# [Problem details]
What you give back should match the records word for word.

# [Supplied information]

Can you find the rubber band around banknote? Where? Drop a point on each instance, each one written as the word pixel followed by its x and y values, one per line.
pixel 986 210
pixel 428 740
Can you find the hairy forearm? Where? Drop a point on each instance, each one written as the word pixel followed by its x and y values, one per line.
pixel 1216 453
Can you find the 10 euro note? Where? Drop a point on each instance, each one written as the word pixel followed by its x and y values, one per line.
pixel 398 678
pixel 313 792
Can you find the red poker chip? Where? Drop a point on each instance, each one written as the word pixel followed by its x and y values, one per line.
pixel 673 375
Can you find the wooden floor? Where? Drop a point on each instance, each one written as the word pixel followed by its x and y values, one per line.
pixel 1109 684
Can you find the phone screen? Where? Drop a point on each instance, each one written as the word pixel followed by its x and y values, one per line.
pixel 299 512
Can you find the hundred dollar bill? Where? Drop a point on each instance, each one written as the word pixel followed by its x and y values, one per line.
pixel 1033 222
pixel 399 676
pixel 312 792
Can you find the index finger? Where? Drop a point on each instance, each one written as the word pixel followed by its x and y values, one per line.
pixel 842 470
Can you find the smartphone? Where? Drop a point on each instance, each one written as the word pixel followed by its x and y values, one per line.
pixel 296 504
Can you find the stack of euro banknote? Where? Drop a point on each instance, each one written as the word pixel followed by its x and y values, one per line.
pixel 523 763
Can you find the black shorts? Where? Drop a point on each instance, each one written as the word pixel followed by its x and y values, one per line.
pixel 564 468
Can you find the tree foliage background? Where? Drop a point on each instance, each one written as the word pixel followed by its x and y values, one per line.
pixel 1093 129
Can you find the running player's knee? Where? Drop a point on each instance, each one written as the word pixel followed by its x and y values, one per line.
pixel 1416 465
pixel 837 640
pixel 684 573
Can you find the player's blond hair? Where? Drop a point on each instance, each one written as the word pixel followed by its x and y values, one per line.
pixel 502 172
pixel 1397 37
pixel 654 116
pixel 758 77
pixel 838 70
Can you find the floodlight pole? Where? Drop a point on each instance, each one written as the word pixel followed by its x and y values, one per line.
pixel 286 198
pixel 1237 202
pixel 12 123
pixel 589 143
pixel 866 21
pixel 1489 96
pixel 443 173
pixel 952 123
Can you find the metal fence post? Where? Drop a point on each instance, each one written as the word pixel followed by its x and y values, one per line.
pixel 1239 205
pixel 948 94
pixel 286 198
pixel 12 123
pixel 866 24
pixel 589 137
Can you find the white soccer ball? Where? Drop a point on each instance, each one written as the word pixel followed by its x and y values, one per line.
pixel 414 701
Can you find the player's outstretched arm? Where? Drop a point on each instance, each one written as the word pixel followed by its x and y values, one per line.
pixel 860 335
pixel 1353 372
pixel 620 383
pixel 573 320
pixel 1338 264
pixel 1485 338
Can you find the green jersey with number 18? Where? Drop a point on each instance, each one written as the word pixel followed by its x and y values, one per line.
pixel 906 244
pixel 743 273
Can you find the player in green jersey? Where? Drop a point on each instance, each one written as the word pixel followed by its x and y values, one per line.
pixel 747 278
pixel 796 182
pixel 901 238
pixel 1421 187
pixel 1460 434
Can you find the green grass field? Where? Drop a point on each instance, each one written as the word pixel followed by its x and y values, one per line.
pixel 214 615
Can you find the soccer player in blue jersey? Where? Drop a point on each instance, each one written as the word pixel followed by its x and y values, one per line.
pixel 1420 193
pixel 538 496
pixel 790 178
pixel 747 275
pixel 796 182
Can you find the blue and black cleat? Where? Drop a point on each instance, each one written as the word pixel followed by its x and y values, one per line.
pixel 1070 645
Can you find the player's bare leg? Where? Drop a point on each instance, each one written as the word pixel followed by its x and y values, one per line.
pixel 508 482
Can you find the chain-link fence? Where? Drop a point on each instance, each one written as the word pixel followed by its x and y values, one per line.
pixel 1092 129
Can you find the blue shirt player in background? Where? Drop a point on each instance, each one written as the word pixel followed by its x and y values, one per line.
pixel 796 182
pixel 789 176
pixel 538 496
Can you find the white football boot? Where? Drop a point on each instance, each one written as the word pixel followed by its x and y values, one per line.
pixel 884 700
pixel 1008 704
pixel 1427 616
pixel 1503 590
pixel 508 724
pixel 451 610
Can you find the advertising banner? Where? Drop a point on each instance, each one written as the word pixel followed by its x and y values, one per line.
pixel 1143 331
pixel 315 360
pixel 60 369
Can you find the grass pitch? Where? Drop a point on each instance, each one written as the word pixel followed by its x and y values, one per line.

# [Response to this exercise]
Can you find the rubber band around banknote? Where? Drop a point on each instance, each one written as the word pixel followed by its x and y values, one per line.
pixel 986 210
pixel 428 740
Can you find the hairy forearm? Where? Drop a point on each instance, each one written as the word pixel followed by its x and y values, one per line.
pixel 1216 453
Can you find the 10 euro note? Where? Drop a point on each instance, each one written as the word pixel followed by its x and y values, one per line.
pixel 398 678
pixel 313 792
Can you find the red poker chip? Where? Drop a point on each instance, each one written as the word pixel followed by its x and y values, one per line.
pixel 673 375
Can you find the wooden floor? Where? Drop a point on each instance, each one written as the word pixel followed by its x and y values, one per line.
pixel 1109 684
Can you find the phone screen? Where? Drop a point on each instance, each one written as the word pixel followed by its x and y values, one per line.
pixel 299 512
Can you find the hundred dollar bill? Where? Drop a point on each instance, each one written as the word pixel followed by its x and y values, one per line.
pixel 1033 222
pixel 399 676
pixel 312 792
Can you find the index finger? Where? Drop a point on each instance, each one written as the word pixel followed by its x and y values, one per line.
pixel 842 470
Can you find the smartphone? Where? Drop a point on each instance, each one written as the word pixel followed by its x and y values, one per line.
pixel 296 504
Can you find the stack of euro banknote? Where? Drop a point on each instance, each one written as the word pixel followed by its x and y values, one per line.
pixel 523 763
Can you find the black shorts? Where? Drop a point on each instance, each one written as the word pixel followed by its x and y values, one per line.
pixel 564 468
Can you find the tree foliage background? Where? Drop a point on each instance, each one written as the word pixel followed by its x and y values, one per line.
pixel 1093 129
Can you find the running player's knee? Where? Drop a point on each instance, each one written as the word pixel followed by its x and y values, one per line.
pixel 1416 465
pixel 837 640
pixel 684 573
Can you find the player's blond hair? Where? Drop a point on each instance, each one written as the word pixel followed by its x and y values, one per line.
pixel 502 172
pixel 1397 37
pixel 654 116
pixel 758 77
pixel 838 70
Can you find the floodlight pole? Where? Drop a point on each instance, each one written as the word pixel followed by its x and y values, one per line.
pixel 286 198
pixel 1237 202
pixel 12 123
pixel 589 143
pixel 866 21
pixel 1489 96
pixel 443 173
pixel 952 123
Can you find the metal fence post? Where? Drop a point on each instance, each one written as the word pixel followed by its x and y values, one per line.
pixel 1239 205
pixel 948 94
pixel 286 198
pixel 12 123
pixel 866 24
pixel 589 137
Can you find the white soccer ball? Where? Drop a point on each instance, each one written as the word pixel followed by its x and y values, one per line.
pixel 414 701
Can you find the player's outstretched arm? Where? Drop a point on each instance, each one written as the word pixel followed by its x and y values, one per line.
pixel 860 335
pixel 1353 372
pixel 620 383
pixel 573 320
pixel 1338 264
pixel 1485 338
Can you find the green jersey with number 18? Where? Drop a point on each instance, each one written as the word pixel followed by its x and y values, one per line.
pixel 906 244
pixel 743 273
Can you find the player in green jersey? Where? Drop a point on each instance, each one written as the word pixel followed by its x and y values, one per line.
pixel 747 278
pixel 796 182
pixel 901 238
pixel 1421 187
pixel 1460 434
Can you find the green grass field? Where? Drop a point on each instance, each one written as the word pixel followed by its x and y values, one per line.
pixel 214 615
Can you find the soccer player in blue jersey? Where? Drop a point on each instance, each one written as the word pixel followed by its x and y values, one per line.
pixel 1420 193
pixel 538 496
pixel 790 178
pixel 747 275
pixel 796 182
Can you find the blue and black cleat? Where? Drop a point on each instance, each one written as the word pixel followed by its x and y values, one per line.
pixel 1070 645
Can you find the player's bare leg? Where? Drop a point on each instance, each one written as the word pixel followed by its x and y values, one per line.
pixel 508 482
Can you find the chain-link fence? Where? Drop a point on each instance, each one written as the word pixel followed by its x and y values, one per line.
pixel 1092 129
Can you find the blue shirt player in background? Where? Drop a point on each instance, each one written as the word pixel followed by its x and y values, one per line.
pixel 796 182
pixel 789 176
pixel 538 496
Can you find the white football boot? Where? Drop a point on each instance, each one written as the word pixel followed by its x and y values, one per line.
pixel 884 700
pixel 1008 704
pixel 1427 616
pixel 1503 590
pixel 508 724
pixel 451 610
Can you find the advertising banner? Where? Drop a point on each instance, each one written as the word pixel followed by its x and y values, one per line.
pixel 1143 331
pixel 315 360
pixel 60 369
Can you find the grass pitch? Where? Drop a point on each instance, each one written as the word pixel followed by its x and y values, one per line.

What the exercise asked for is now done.